-------- PROVIDED INFORMATION

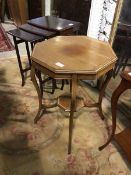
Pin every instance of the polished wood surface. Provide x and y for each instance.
(72, 57)
(54, 23)
(76, 10)
(123, 138)
(18, 11)
(79, 54)
(37, 31)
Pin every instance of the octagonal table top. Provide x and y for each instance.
(74, 54)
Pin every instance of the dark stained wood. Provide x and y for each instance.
(20, 36)
(53, 23)
(34, 8)
(76, 10)
(37, 31)
(24, 35)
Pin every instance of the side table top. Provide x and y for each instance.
(53, 23)
(74, 54)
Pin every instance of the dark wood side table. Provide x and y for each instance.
(73, 58)
(20, 36)
(124, 137)
(58, 25)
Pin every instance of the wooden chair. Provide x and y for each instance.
(123, 37)
(123, 138)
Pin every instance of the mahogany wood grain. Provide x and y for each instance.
(72, 57)
(56, 24)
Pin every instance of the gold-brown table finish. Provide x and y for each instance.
(72, 57)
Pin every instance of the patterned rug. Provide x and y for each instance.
(5, 43)
(41, 149)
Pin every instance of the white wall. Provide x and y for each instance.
(47, 7)
(101, 19)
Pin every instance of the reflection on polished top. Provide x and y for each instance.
(74, 54)
(53, 23)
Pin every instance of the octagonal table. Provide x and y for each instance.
(72, 57)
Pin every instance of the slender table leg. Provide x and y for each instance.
(19, 60)
(72, 110)
(33, 78)
(115, 96)
(102, 92)
(28, 52)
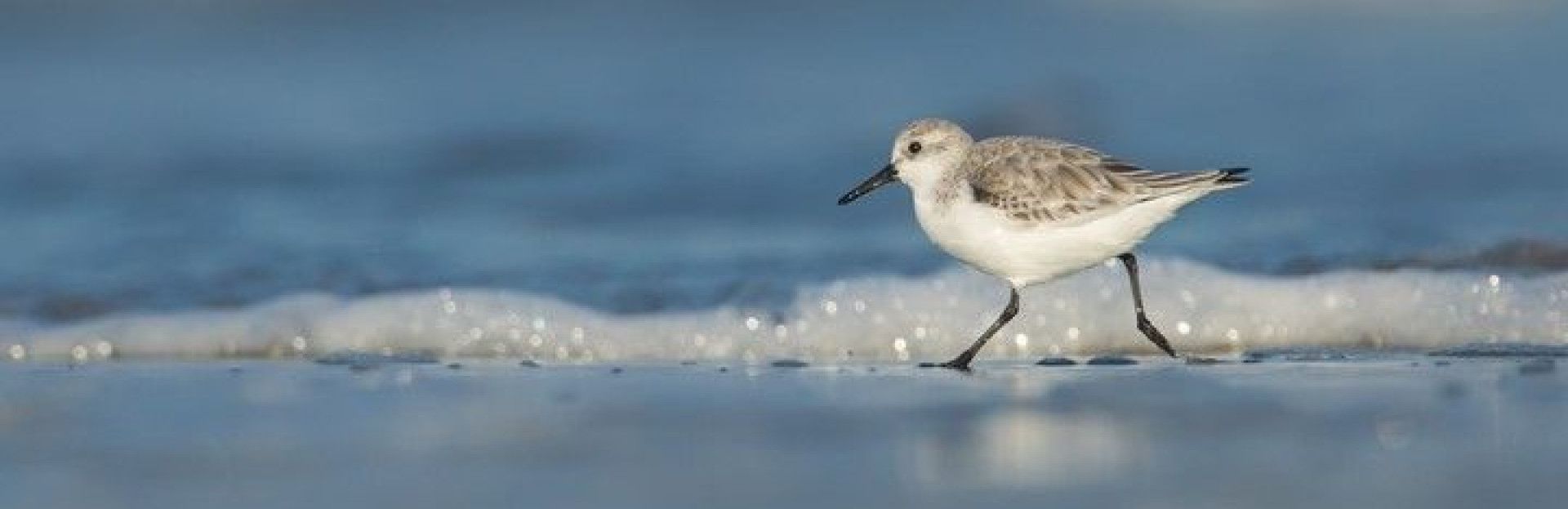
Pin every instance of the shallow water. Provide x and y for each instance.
(1372, 431)
(681, 156)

----------------

*GIVEN EXERCISE*: Can you update all of the collection entries above by replacing "Pin" with "Mark" and keeping everything else the same? Leave the pictures out of your answer.

*SOLUTION*:
Mark every instance of the polished wood surface. Provide x and y for each instance.
(72, 57)
(54, 23)
(76, 10)
(123, 138)
(18, 11)
(79, 54)
(37, 31)
Mark every instance of the octagonal table top. Provide x and y for each instance.
(74, 54)
Mark every instance of the dark stained wood. Provide x and y for each instance.
(20, 36)
(53, 23)
(34, 8)
(76, 10)
(37, 31)
(24, 35)
Mark every instance of the side table top. Provide x and y for each instance.
(53, 23)
(74, 54)
Mark every instance of the dark wood side table. Provide x and y for each instance.
(73, 58)
(20, 36)
(124, 137)
(58, 25)
Mark every instance of the wooden chair. Provide x and y for each instance.
(123, 37)
(123, 138)
Mark every instance of the mahogany wood grain. Provide x and y for each instance.
(72, 57)
(56, 24)
Mark every instance of the gold-brown table finish. Provide x and y for each instance.
(72, 57)
Mark every instance of the patterned rug. Provide x and y for each instance.
(5, 43)
(41, 149)
Mark every instance of the white wall. Provide x and y for each instance.
(47, 7)
(101, 19)
Mark every instance of the reflection on polished top. Provide x and y for each instance.
(74, 54)
(53, 23)
Mark every instance of the octagonal table. Provide x and y for each instance.
(72, 57)
Mark every instance of the slender table leg. Provide x and y for each instance.
(19, 60)
(72, 110)
(33, 78)
(115, 96)
(102, 92)
(28, 52)
Mark every instance of the shallow water. Provide x and y for each instance.
(1372, 431)
(681, 156)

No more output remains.